# Activity:
Beginning with the first line of the data below, reproduce every line unchanged, ending with the line that holds "Draw the outline of every instance of the bamboo".

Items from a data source
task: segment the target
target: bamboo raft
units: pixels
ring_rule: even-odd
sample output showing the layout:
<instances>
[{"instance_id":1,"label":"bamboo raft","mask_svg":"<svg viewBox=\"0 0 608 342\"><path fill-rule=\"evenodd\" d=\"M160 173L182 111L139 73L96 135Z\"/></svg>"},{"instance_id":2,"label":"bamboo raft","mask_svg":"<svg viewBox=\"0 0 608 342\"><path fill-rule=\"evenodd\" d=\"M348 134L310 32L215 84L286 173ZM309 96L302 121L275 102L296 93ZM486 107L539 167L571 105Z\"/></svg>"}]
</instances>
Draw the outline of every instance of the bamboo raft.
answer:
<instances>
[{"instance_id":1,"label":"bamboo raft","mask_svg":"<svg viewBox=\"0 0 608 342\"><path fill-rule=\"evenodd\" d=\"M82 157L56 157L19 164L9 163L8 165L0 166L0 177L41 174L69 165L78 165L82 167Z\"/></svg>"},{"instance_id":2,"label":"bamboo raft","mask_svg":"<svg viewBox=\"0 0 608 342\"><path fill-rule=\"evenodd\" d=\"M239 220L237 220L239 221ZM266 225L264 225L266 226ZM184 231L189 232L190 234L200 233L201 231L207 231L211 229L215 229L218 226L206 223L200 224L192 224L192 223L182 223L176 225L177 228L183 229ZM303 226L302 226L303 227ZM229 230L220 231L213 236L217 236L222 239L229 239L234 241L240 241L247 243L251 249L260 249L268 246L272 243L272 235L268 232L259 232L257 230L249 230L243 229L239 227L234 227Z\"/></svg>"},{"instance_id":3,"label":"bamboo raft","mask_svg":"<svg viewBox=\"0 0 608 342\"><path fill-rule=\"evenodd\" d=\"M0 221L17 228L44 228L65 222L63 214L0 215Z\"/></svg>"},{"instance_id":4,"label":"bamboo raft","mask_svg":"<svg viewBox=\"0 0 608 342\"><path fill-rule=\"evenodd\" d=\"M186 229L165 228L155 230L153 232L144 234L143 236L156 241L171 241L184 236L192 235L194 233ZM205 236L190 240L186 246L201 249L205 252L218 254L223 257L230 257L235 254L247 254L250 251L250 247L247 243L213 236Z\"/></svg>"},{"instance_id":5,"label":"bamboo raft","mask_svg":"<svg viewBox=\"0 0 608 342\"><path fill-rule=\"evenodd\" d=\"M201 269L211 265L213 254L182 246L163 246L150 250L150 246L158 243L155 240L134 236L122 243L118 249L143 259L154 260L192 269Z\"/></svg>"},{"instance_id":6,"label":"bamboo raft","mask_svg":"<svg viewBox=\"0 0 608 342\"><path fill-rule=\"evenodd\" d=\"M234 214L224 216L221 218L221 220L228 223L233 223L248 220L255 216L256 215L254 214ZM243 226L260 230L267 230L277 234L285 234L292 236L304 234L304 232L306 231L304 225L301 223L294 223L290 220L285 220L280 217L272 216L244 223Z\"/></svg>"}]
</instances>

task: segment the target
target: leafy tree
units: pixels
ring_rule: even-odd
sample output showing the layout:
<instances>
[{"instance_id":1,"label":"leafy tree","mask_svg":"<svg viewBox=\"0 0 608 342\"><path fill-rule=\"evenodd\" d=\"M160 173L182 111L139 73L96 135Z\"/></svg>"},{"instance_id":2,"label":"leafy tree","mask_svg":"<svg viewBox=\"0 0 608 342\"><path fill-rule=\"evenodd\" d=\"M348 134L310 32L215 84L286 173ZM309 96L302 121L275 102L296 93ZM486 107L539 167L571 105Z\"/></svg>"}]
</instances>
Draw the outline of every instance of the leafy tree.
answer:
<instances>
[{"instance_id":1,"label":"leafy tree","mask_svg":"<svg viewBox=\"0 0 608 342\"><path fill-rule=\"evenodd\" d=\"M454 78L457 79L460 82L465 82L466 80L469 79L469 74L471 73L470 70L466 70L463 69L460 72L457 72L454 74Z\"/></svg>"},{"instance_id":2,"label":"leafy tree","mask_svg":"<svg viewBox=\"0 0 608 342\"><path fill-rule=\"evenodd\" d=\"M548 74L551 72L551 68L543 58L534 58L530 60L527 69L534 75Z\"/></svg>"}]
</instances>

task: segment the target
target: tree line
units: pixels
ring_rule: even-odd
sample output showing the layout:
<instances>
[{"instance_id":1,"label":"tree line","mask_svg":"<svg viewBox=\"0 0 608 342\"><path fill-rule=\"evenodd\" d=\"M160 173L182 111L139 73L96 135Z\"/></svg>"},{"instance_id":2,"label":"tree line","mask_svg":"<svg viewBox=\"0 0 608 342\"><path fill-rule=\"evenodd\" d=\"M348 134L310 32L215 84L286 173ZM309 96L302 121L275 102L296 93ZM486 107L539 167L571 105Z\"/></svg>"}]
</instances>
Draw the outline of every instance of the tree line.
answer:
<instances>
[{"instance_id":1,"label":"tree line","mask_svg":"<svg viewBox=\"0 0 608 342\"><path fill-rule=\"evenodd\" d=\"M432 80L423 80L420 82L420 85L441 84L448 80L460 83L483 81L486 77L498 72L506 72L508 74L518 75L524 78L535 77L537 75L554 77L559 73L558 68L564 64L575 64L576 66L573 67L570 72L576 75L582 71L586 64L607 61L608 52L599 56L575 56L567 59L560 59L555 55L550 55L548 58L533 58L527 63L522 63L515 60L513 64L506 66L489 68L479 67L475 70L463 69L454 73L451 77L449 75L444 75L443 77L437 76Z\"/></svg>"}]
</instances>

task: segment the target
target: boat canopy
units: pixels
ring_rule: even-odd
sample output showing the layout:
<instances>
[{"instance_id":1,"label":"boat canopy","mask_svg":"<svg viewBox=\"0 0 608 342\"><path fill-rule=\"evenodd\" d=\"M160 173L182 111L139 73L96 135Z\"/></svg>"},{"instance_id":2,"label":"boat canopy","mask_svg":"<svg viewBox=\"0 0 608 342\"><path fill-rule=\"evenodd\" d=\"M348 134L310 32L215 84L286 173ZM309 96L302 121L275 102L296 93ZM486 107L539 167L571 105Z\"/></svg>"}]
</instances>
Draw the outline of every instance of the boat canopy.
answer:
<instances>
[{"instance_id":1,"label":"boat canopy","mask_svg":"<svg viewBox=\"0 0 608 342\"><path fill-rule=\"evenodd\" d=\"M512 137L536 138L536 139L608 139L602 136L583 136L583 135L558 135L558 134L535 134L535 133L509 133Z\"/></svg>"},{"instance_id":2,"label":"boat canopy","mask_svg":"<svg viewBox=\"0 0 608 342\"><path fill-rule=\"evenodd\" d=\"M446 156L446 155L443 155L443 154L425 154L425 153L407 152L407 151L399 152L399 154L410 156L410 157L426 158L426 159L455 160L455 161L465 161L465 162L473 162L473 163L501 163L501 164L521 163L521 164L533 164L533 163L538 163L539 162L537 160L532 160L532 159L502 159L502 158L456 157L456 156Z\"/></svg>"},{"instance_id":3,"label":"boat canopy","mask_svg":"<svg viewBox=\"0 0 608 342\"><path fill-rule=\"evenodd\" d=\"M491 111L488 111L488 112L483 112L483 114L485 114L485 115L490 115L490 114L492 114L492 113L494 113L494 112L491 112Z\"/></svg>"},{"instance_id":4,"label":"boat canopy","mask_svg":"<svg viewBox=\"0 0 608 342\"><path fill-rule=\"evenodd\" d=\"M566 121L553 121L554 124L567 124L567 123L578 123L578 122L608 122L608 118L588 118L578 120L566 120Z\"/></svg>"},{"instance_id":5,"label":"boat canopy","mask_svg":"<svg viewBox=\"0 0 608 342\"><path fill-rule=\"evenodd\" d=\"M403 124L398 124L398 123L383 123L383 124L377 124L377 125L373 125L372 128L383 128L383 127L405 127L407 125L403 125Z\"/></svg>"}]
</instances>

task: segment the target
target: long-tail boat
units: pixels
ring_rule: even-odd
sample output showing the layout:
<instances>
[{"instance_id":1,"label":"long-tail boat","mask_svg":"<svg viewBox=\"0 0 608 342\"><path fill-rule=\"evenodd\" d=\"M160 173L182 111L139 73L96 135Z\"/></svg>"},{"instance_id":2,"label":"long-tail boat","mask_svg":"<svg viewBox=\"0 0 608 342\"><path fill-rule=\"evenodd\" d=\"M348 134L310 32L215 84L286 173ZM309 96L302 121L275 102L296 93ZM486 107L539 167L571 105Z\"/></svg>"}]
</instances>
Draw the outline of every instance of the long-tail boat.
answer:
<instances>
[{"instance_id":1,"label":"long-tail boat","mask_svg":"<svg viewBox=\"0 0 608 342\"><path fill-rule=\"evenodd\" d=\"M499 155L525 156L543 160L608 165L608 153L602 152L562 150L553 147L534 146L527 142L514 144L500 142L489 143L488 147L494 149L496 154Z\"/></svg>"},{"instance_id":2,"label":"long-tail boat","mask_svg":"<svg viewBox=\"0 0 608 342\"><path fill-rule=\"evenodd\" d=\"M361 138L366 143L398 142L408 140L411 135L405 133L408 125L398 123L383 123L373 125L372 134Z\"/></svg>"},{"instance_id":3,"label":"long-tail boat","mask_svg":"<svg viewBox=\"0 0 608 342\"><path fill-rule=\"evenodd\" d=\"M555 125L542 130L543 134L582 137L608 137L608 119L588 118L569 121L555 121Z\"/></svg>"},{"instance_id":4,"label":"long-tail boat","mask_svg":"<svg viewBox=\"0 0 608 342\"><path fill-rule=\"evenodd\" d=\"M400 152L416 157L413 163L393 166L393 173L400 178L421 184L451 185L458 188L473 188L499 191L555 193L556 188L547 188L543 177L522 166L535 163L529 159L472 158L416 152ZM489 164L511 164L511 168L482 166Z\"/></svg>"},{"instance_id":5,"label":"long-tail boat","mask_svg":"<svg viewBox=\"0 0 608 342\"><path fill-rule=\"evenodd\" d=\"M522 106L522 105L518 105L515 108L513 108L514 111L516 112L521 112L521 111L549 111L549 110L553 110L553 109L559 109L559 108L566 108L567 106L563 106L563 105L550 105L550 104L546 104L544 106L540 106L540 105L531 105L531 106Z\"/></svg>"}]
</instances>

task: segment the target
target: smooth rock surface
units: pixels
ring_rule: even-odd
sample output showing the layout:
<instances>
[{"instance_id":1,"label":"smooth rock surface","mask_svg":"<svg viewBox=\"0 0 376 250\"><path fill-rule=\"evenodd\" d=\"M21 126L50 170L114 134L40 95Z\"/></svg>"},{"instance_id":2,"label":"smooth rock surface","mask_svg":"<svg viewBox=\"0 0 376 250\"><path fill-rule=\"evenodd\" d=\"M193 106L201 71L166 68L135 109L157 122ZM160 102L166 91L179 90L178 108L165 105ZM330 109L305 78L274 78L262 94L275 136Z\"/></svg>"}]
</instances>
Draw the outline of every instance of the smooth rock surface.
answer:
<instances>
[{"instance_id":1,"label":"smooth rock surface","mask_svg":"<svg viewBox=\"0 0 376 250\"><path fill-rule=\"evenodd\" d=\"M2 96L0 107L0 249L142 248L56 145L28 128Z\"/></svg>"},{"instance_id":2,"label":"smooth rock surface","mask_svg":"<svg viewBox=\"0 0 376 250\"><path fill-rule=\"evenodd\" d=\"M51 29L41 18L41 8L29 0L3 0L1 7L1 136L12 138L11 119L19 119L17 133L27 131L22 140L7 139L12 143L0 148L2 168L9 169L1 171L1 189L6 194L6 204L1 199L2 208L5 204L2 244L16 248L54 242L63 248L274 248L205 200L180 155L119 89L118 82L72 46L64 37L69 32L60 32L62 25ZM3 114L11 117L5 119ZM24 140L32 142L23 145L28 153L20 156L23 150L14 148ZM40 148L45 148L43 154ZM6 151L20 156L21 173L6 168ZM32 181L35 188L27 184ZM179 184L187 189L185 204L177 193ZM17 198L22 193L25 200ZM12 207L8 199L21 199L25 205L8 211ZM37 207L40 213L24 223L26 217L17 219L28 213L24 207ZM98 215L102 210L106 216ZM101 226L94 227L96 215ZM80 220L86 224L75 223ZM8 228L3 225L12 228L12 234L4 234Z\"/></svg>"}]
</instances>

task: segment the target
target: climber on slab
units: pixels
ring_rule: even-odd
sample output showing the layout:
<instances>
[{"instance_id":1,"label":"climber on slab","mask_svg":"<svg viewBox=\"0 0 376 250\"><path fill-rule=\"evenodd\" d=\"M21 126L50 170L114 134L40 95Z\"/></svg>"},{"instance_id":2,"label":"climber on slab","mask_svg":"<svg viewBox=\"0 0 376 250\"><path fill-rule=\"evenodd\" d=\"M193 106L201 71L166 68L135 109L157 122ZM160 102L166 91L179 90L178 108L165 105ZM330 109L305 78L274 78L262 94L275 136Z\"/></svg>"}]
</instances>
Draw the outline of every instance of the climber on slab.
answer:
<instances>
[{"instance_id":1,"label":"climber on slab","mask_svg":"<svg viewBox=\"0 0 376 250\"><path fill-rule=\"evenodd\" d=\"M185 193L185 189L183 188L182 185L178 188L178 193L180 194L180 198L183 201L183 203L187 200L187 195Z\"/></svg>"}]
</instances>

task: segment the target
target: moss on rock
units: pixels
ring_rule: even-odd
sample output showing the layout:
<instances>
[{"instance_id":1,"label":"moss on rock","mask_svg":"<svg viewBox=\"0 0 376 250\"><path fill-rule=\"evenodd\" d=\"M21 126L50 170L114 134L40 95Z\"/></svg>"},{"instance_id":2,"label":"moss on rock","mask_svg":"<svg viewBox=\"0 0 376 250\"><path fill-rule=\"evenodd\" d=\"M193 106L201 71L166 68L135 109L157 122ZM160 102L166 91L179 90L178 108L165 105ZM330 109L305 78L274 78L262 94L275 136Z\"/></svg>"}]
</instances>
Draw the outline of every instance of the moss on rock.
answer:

# Solution for this task:
task: segment the target
target: bamboo raft
units: pixels
ring_rule: even-odd
sample output showing the layout:
<instances>
[{"instance_id":1,"label":"bamboo raft","mask_svg":"<svg viewBox=\"0 0 608 342\"><path fill-rule=\"evenodd\" d=\"M160 173L182 111L139 73L96 135Z\"/></svg>"},{"instance_id":2,"label":"bamboo raft","mask_svg":"<svg viewBox=\"0 0 608 342\"><path fill-rule=\"evenodd\" d=\"M348 134L310 32L215 84L286 173ZM309 96L302 121L275 102L296 93ZM486 107L539 167L571 105Z\"/></svg>"}]
</instances>
Draw the outline of every instance of the bamboo raft.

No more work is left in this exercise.